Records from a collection
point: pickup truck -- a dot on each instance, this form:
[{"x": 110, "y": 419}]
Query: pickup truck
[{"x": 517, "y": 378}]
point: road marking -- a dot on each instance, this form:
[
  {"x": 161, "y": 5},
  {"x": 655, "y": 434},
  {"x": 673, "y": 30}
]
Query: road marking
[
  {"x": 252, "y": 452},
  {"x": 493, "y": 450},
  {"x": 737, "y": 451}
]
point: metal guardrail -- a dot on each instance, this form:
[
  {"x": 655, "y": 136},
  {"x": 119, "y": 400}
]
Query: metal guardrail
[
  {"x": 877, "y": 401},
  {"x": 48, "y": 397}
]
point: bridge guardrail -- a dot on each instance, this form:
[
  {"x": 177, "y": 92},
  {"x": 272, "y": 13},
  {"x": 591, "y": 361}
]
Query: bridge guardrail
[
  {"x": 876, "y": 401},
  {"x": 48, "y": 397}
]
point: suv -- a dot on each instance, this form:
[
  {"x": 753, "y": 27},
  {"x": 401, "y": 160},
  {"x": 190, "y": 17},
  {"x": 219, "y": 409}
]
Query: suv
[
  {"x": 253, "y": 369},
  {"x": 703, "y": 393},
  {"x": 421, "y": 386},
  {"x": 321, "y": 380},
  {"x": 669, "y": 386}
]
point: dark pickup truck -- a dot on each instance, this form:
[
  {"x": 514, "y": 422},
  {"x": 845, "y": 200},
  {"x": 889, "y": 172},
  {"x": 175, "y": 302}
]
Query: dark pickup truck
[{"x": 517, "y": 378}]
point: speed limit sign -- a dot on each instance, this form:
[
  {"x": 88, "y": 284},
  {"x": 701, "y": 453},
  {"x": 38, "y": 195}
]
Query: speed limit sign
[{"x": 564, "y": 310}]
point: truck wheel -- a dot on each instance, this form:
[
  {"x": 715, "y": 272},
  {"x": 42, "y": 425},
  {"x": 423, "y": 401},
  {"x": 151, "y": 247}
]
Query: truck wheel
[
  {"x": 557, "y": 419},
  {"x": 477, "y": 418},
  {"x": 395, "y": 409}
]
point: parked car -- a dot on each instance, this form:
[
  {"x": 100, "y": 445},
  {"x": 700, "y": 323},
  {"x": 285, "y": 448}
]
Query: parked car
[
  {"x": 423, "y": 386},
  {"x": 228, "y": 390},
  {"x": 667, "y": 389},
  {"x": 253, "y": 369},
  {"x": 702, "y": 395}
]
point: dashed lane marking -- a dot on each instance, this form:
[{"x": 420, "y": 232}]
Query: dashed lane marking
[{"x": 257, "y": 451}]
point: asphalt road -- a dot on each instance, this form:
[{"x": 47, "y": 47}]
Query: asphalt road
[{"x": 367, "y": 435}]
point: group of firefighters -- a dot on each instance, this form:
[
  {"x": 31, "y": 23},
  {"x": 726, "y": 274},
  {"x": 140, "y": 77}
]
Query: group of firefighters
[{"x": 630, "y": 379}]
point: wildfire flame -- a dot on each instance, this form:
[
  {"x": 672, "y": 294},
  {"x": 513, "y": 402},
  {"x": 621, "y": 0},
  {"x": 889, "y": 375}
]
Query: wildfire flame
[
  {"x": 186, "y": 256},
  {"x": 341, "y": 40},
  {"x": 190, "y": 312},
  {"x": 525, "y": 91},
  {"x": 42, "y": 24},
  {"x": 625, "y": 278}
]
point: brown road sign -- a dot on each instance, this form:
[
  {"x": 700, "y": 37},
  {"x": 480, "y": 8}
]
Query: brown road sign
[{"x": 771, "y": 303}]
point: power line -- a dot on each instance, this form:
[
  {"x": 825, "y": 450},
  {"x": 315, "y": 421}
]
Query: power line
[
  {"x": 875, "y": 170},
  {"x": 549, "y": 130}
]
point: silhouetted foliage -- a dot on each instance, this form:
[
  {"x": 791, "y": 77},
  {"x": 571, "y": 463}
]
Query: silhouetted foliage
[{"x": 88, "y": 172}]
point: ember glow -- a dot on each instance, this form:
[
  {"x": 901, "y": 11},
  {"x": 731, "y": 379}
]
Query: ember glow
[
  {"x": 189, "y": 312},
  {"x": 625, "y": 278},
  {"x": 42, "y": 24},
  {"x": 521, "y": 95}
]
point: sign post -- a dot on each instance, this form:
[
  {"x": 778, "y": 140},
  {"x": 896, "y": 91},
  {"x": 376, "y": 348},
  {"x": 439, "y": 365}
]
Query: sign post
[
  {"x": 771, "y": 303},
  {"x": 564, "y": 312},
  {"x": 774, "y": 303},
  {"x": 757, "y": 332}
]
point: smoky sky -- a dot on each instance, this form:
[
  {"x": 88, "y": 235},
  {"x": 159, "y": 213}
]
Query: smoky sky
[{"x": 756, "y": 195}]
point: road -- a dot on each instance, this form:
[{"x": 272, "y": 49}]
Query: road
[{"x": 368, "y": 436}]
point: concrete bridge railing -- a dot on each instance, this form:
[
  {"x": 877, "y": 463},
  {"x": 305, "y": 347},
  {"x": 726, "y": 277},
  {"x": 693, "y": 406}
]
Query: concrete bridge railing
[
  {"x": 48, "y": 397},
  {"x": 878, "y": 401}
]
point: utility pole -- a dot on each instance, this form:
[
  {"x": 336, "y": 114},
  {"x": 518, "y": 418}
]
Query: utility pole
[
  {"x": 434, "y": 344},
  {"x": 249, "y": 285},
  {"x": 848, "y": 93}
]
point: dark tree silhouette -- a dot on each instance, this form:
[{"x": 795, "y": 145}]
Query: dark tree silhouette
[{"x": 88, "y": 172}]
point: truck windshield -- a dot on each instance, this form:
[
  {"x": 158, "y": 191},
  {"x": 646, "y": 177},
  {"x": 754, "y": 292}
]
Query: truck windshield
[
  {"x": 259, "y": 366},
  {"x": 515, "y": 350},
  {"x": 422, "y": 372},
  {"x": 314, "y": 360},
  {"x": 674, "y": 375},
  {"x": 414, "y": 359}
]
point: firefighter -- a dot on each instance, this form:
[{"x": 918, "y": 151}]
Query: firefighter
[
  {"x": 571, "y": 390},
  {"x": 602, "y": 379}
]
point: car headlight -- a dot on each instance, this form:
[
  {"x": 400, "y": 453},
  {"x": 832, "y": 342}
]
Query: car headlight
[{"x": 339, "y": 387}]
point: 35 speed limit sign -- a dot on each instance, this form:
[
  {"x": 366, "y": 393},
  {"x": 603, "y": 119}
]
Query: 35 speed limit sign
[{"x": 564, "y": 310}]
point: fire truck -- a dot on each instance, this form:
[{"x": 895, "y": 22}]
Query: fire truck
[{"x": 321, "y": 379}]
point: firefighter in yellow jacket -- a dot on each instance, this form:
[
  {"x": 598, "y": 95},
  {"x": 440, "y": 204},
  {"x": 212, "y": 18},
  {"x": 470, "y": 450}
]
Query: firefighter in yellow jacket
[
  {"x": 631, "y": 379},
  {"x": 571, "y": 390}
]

▸ **WHAT YOU HAVE TO DO**: Write out every record verbatim.

▸ **FULL OUTPUT**:
point: pickup truck -- a dot on each instance, this form:
[{"x": 110, "y": 419}]
Query: pickup truck
[{"x": 517, "y": 378}]
point: road marking -- a dot on each instance, this form:
[
  {"x": 161, "y": 5},
  {"x": 655, "y": 434},
  {"x": 673, "y": 30}
]
Query: road marking
[
  {"x": 252, "y": 452},
  {"x": 493, "y": 450},
  {"x": 737, "y": 451}
]
point: metal guardrail -- a dot on each instance, this form:
[
  {"x": 655, "y": 136},
  {"x": 119, "y": 400}
]
Query: metal guardrail
[
  {"x": 877, "y": 401},
  {"x": 48, "y": 397}
]
point: bridge guardrail -- a dot on each instance, this form:
[
  {"x": 177, "y": 92},
  {"x": 272, "y": 13},
  {"x": 591, "y": 361}
]
Query: bridge guardrail
[
  {"x": 876, "y": 401},
  {"x": 48, "y": 397}
]
point: suv -- a dot on each instance, this form:
[
  {"x": 753, "y": 27},
  {"x": 401, "y": 160},
  {"x": 190, "y": 17},
  {"x": 219, "y": 409}
]
Query: suv
[
  {"x": 253, "y": 369},
  {"x": 703, "y": 393},
  {"x": 421, "y": 386},
  {"x": 321, "y": 380},
  {"x": 669, "y": 386}
]
point: dark pickup truck -- a dot on each instance, this form:
[
  {"x": 514, "y": 422},
  {"x": 845, "y": 200},
  {"x": 889, "y": 172},
  {"x": 175, "y": 302}
]
Query: dark pickup truck
[{"x": 517, "y": 378}]
point: speed limit sign -- a dot on each instance, this form:
[
  {"x": 88, "y": 284},
  {"x": 701, "y": 453},
  {"x": 38, "y": 195}
]
Query: speed limit sign
[{"x": 564, "y": 310}]
point: truck wheel -- a dot on each instance, this form:
[
  {"x": 715, "y": 272},
  {"x": 42, "y": 425},
  {"x": 423, "y": 401},
  {"x": 151, "y": 247}
]
Query: truck wheel
[
  {"x": 557, "y": 419},
  {"x": 477, "y": 418},
  {"x": 395, "y": 409}
]
point: parked car -- a dot on each instance, this form:
[
  {"x": 100, "y": 445},
  {"x": 700, "y": 323},
  {"x": 285, "y": 448}
]
Query: parked car
[
  {"x": 423, "y": 386},
  {"x": 228, "y": 390},
  {"x": 667, "y": 389},
  {"x": 253, "y": 369},
  {"x": 702, "y": 395}
]
point: dashed lane marking -- a dot on each instance, this form:
[{"x": 420, "y": 232}]
Query: dashed lane marking
[{"x": 257, "y": 451}]
point: asphalt road -- a dot on each instance, this form:
[{"x": 47, "y": 47}]
Query: asphalt road
[{"x": 367, "y": 435}]
point: group of firefighters -- a dot on each instance, this form:
[
  {"x": 31, "y": 23},
  {"x": 726, "y": 274},
  {"x": 140, "y": 77}
]
Query: group of firefighters
[{"x": 630, "y": 379}]
point: wildfire flame -- a dot on each instance, this form:
[
  {"x": 672, "y": 294},
  {"x": 513, "y": 402},
  {"x": 621, "y": 0},
  {"x": 889, "y": 375}
]
Query: wildfire flame
[
  {"x": 186, "y": 256},
  {"x": 341, "y": 40},
  {"x": 190, "y": 312},
  {"x": 525, "y": 91},
  {"x": 42, "y": 24},
  {"x": 625, "y": 278}
]
point: brown road sign -- a dot on each instance, this form:
[
  {"x": 700, "y": 37},
  {"x": 480, "y": 8}
]
Query: brown road sign
[{"x": 771, "y": 303}]
point: power line -- a dot on each instance, this form:
[
  {"x": 825, "y": 450},
  {"x": 315, "y": 421}
]
Query: power line
[
  {"x": 875, "y": 170},
  {"x": 549, "y": 130}
]
point: silhouetted foliage -- a dot on each instance, this form:
[
  {"x": 791, "y": 77},
  {"x": 571, "y": 463}
]
Query: silhouetted foliage
[{"x": 88, "y": 172}]
point: ember glow -- a dot on each instance, this form:
[
  {"x": 901, "y": 11},
  {"x": 731, "y": 379}
]
Query: ember glow
[
  {"x": 189, "y": 312},
  {"x": 625, "y": 278},
  {"x": 42, "y": 24},
  {"x": 521, "y": 95}
]
point: sign post -- a dot on each instance, this form:
[
  {"x": 778, "y": 140},
  {"x": 896, "y": 91},
  {"x": 376, "y": 348},
  {"x": 439, "y": 365}
]
Query: sign post
[
  {"x": 771, "y": 303},
  {"x": 564, "y": 312},
  {"x": 774, "y": 303},
  {"x": 757, "y": 332}
]
point: smoky sky -- a dot on each instance, this form:
[
  {"x": 88, "y": 235},
  {"x": 159, "y": 213}
]
Query: smoky sky
[{"x": 756, "y": 195}]
point: road -- a dot on each instance, this form:
[{"x": 272, "y": 49}]
Query: road
[{"x": 368, "y": 436}]
point: concrete bridge railing -- a dot on each instance, this form:
[
  {"x": 877, "y": 463},
  {"x": 305, "y": 347},
  {"x": 726, "y": 277},
  {"x": 693, "y": 406}
]
Query: concrete bridge railing
[
  {"x": 48, "y": 397},
  {"x": 878, "y": 401}
]
point: utility pole -- a dot on each instance, this form:
[
  {"x": 336, "y": 114},
  {"x": 518, "y": 418}
]
Query: utility pole
[
  {"x": 434, "y": 344},
  {"x": 249, "y": 285},
  {"x": 848, "y": 93}
]
point: dark tree silhouette -- a dot on each instance, this form:
[{"x": 795, "y": 145}]
Query: dark tree silhouette
[{"x": 88, "y": 172}]
point: truck windshield -- a dot on each instance, this form:
[
  {"x": 158, "y": 191},
  {"x": 646, "y": 177},
  {"x": 754, "y": 292}
]
Query: truck windshield
[
  {"x": 259, "y": 366},
  {"x": 515, "y": 350},
  {"x": 422, "y": 372},
  {"x": 314, "y": 360},
  {"x": 674, "y": 375},
  {"x": 414, "y": 359}
]
point: firefighter -- a dot on each instance, this form:
[{"x": 918, "y": 151}]
Query: firefighter
[
  {"x": 571, "y": 390},
  {"x": 602, "y": 379}
]
point: car headlight -- a dot on each instance, this form:
[
  {"x": 400, "y": 453},
  {"x": 832, "y": 342}
]
Query: car headlight
[{"x": 339, "y": 387}]
point: 35 speed limit sign -- a dot on each instance, this form:
[
  {"x": 366, "y": 393},
  {"x": 603, "y": 119}
]
Query: 35 speed limit sign
[{"x": 564, "y": 310}]
point: fire truck -- a dot on each instance, this form:
[{"x": 895, "y": 22}]
Query: fire truck
[{"x": 321, "y": 379}]
point: firefighter in yellow jacket -- a dot on each instance, this form:
[
  {"x": 598, "y": 95},
  {"x": 440, "y": 204},
  {"x": 212, "y": 18},
  {"x": 470, "y": 450}
]
Query: firefighter in yellow jacket
[
  {"x": 631, "y": 379},
  {"x": 571, "y": 390}
]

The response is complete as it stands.